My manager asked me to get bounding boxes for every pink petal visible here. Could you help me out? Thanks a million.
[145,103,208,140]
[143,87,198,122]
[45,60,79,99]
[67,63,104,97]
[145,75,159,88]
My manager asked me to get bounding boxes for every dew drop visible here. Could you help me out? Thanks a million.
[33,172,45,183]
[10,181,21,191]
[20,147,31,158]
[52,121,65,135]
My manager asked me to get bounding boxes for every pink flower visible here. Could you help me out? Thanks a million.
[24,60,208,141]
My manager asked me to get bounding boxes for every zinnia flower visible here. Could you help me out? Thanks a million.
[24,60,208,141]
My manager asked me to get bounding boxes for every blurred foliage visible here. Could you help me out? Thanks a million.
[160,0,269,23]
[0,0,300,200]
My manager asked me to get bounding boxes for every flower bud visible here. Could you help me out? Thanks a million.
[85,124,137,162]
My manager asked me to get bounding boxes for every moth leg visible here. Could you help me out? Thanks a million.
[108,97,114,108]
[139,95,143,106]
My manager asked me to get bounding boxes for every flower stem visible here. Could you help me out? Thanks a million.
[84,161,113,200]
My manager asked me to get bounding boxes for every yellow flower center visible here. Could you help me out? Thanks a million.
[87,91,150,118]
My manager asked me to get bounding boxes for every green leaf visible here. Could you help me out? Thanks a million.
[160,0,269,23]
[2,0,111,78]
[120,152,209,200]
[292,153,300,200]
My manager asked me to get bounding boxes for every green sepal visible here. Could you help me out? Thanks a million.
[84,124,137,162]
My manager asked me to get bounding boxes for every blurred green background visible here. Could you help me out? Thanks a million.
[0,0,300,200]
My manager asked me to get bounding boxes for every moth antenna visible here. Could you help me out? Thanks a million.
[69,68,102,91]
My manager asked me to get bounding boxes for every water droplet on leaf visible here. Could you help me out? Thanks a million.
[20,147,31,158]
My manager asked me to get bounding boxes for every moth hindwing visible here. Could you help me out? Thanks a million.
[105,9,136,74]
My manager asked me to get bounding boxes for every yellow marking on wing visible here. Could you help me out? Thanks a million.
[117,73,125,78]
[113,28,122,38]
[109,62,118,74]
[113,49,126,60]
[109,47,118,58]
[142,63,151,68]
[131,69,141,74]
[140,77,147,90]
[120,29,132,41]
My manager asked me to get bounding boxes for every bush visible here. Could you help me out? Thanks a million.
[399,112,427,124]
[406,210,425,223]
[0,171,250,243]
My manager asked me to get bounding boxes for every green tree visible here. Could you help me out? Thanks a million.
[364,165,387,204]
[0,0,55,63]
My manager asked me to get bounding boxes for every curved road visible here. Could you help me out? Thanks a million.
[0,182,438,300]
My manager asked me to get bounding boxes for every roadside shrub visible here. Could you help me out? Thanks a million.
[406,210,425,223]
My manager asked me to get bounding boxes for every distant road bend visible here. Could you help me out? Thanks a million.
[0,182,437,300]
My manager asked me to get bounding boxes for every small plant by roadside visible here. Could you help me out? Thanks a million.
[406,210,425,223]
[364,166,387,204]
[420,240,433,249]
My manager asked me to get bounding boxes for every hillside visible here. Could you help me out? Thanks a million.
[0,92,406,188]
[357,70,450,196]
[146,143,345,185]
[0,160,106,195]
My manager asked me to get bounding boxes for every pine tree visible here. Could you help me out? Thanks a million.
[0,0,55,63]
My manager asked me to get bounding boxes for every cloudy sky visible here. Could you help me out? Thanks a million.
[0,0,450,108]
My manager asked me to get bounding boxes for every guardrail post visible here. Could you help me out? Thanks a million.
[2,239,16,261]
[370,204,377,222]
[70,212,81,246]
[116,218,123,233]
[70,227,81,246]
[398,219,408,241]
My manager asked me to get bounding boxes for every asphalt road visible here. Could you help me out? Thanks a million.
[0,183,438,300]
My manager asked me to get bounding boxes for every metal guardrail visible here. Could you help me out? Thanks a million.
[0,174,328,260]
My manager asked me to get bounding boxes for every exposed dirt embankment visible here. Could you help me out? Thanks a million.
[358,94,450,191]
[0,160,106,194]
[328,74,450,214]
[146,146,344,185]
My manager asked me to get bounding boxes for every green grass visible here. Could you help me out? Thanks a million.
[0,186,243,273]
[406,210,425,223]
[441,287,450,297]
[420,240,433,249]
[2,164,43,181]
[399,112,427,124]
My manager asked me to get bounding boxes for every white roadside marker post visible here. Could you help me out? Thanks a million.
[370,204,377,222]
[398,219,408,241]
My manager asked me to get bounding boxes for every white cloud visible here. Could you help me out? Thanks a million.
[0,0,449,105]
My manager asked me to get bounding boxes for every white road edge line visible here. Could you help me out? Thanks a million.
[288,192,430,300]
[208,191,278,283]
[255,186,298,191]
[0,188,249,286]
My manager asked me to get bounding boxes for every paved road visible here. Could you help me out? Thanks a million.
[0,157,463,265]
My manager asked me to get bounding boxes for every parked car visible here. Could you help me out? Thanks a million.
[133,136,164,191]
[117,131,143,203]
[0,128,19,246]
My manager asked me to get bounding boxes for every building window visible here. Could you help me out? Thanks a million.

__________________________________________________

▶ _Yönerge_
Kayıtların "every moth antenna" ifadesini içeren satırla başlayıp "[0,171,250,243]" ifadesini içeren satırla biten kısmını, istekler de dahil olmak üzere yalnızca bu satırlarla yeniden yaz. Yanıtlardaki her koordinat değerini 1,95 ile çarparak ölçekle, sonucu buçukları yukarı yuvarlayarak tam sayıya çevir.

▶ _Alıştırma çıktısı_
My manager asked me to get bounding boxes for every moth antenna visible here. Could you help me out? Thanks a million.
[135,133,199,177]
My manager asked me to get bounding boxes for every water droplet on leaf visible here. Could you help me out? Thanks a million.
[39,287,60,308]
My manager asked me to get bounding boxes for every moth hindwing visible here. Could you help me out? Thanks a million.
[205,18,265,144]
My manager asked me to get bounding boxes for every yellow marking on wing visible here. Could you help me out? Thanks a million.
[228,142,244,152]
[220,55,238,74]
[213,121,230,144]
[220,96,246,117]
[213,92,230,113]
[277,123,294,133]
[255,135,275,144]
[273,150,287,176]
[234,57,257,80]
My manager asked me to get bounding boxes for every bush visible here. Could you help me out? Thanks a million.
[778,218,833,242]
[792,410,829,435]
[0,333,488,474]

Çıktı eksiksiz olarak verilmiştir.